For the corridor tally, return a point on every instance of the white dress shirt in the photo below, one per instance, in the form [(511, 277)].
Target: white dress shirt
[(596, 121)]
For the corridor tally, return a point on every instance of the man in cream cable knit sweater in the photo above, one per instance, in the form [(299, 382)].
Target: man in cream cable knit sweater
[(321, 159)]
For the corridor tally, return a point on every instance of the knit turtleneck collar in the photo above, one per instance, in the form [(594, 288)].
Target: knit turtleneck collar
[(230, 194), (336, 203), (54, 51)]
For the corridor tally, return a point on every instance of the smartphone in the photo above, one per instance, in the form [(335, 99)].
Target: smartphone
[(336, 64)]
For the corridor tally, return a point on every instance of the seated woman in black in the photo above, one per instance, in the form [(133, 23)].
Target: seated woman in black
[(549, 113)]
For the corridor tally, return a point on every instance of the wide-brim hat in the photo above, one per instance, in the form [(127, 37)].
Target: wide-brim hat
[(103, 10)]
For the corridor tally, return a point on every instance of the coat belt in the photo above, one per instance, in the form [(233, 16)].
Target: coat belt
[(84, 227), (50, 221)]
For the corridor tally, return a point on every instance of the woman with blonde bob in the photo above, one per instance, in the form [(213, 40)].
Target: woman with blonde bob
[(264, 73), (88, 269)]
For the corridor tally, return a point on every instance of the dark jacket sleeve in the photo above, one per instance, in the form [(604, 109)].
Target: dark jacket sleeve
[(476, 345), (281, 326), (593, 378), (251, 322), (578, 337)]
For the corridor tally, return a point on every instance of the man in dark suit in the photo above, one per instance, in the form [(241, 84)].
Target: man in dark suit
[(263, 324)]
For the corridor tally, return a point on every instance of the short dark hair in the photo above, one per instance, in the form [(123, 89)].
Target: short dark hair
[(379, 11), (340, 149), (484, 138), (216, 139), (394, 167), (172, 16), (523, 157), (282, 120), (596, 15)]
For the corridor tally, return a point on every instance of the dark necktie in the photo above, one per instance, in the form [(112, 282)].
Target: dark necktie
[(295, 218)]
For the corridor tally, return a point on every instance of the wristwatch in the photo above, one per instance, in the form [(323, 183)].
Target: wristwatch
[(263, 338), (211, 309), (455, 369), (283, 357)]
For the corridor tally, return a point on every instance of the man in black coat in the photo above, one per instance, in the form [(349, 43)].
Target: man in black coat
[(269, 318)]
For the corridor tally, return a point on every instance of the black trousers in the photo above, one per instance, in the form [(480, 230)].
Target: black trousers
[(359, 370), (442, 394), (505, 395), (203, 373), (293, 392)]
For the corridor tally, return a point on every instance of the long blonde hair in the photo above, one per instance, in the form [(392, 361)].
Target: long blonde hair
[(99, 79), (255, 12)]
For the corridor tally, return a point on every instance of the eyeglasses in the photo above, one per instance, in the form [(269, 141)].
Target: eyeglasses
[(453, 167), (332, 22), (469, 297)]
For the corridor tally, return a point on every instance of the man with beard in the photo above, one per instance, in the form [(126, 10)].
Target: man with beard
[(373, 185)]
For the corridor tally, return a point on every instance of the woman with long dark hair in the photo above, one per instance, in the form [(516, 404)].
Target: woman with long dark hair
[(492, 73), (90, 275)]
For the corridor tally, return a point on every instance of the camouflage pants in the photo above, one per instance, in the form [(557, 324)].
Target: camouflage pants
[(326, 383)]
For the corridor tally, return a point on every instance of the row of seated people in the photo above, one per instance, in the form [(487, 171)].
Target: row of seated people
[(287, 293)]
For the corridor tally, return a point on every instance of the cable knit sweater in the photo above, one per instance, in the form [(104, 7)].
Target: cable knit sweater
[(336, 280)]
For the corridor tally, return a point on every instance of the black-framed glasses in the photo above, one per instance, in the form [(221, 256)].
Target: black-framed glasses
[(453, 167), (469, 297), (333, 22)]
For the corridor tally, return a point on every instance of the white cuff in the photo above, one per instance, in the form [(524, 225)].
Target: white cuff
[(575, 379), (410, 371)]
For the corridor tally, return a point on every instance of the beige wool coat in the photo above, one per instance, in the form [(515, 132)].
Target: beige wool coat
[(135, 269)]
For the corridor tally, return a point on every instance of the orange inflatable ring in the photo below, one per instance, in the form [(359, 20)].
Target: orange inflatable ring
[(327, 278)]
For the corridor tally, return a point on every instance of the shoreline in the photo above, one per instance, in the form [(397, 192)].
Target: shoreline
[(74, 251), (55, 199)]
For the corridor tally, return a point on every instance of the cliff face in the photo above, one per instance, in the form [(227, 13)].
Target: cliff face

__WHAT IS ASKED__:
Please rewrite all of the records above, changing "corridor tally" to "hallway count" and leaving everything else as it is.

__SOLUTION TO THE EXERCISE__:
For the hallway count, return a point on every instance of the white dress shirt in the photo below, one per instance, in the form [(511, 277)].
Target: white dress shirt
[(596, 121)]
For the hallway count, return a point on every instance of the man in cream cable knit sweater in the photo above, one per instance, in the form [(299, 382)].
Target: man in cream cable knit sweater
[(321, 159)]
For the hallway count, return a point on every instance of the knit turtleneck collar in the photo above, one per instance, in the form [(594, 288)].
Target: knit turtleneck collar
[(230, 194), (336, 203), (54, 51)]
For the hallway count, return a point on every instance of the smartphone in the photo above, one per instance, in the form [(335, 99)].
Target: smartphone
[(336, 64)]
For the hallway count, return a point on every instance of the seated woman in black in the photo above, one per instance, in the form [(133, 23)].
Target: seated woman in black
[(549, 113)]
For the hallway count, return a point on every instance of the wide-brim hat in the photo above, one per instance, in the form [(127, 37)].
Target: wide-brim hat
[(103, 10)]
For the hallway count, return a point on every instance of the coat belt in the photo above, one per instance, in the form [(233, 16)].
Target: coat belt
[(84, 227), (50, 221)]
For the hallway count, return a point on every instance of the woman with blonde bob in the photo above, one per instance, in the form [(213, 40)].
Target: woman with blonde bob
[(264, 73), (88, 269)]
For the hallway count, return a point on every instance of the dark jacket sleeve in the photo above, one per instance, in the form [(604, 109)].
Target: dark jacket sleeve
[(476, 345), (281, 326), (593, 378), (251, 322), (578, 337)]
For the hallway count, return a point on every instance of the man in dark suit in the photo above, one per instance, in the form [(241, 84)].
Target: man in dark suit
[(263, 324)]
For the hallway count, return a point on every instance of the short dark hair in the photo above, one per instance, in the form [(123, 89)].
Target: short dark hair
[(379, 11), (340, 149), (484, 138), (216, 139), (394, 167), (172, 16), (523, 157), (282, 120), (596, 15)]
For the hallway count, return a point on every instance of the dark necktie in the photo above, one per instance, in the form [(112, 282)].
Target: dark necktie
[(295, 218)]
For the hallway count, return a point on every instance of the wristwatch in the photo above, one per instance, in the form [(323, 183)].
Target: wristwatch
[(263, 338), (211, 309), (455, 369), (283, 357)]
For the hallway count, return a point on every instance of the man in black coat in the photo above, one per instance, in the form [(349, 43)].
Target: man in black coat
[(269, 318)]
For the hallway count, return a point on every instance of the black trousers in the photo above, one per instance, in the form [(480, 230)].
Target: black trousers
[(359, 370), (442, 394), (505, 395), (203, 373), (293, 392)]
For the hallway count, return a point on every instance of the long blonde hair in the photo above, one per instance, in the form [(392, 361)].
Target: long blonde hair
[(99, 79), (255, 12)]
For the hallway count, return a point on every instance of the eyeglasses in the photo above, one per instance, in the form [(269, 141)].
Target: eyeglasses
[(453, 167), (332, 22), (469, 297)]
For the hallway count, return a point on every instance of the man with beard in the photo above, one per instance, in the form [(126, 10)].
Target: man with beard
[(373, 185)]
For the hallway count, return a point on every instance of the woman with long dark hair in the photo above, one per instance, in the form [(516, 404)].
Target: woman with long dark hair
[(492, 73), (90, 275)]
For the hallway count, return a point on every instance of the camouflage pants in the photo above, one per instance, in the form [(557, 324)].
Target: camouflage pants
[(326, 383)]
For the hallway count, return a point on every instance of the row of seated people in the photo above, one per instance, in the form [(487, 171)].
Target: row of seated people
[(287, 293)]
For the hallway count, return a point on every instance of the cable knit sweater in the photo above, one per instance, in the form [(104, 7)].
Target: cable knit sweater
[(336, 280)]
For the hallway count, return a point on every instance of the black-framed glasses in the photo above, one per instance, in the form [(221, 256)].
Target: black-framed glasses
[(453, 167), (469, 297), (333, 22)]
For the hallway count, return a point on every instance of the white cuff in the photo above, one per instance, in the form [(524, 225)].
Target: white cuff
[(575, 379), (410, 371)]
For the hallway count, return a point on every instance of the beige wool coat in the photo above, one per instance, in the form [(515, 132)].
Target: beige wool coat
[(135, 269)]
For the hallway count, return a point on every instance of the orange inflatable ring in the photo below, one per instance, in the form [(359, 20)].
Target: orange inflatable ring
[(327, 278)]
For the hallway count, return a point on every instance of the shoreline in the photo above, one per instance, in the form [(397, 192)].
Target: shoreline
[(74, 251), (55, 199)]
For the hallway count, return a point on every instance of the cliff face in the photo above, one per instance, in the form [(227, 13)].
Target: cliff face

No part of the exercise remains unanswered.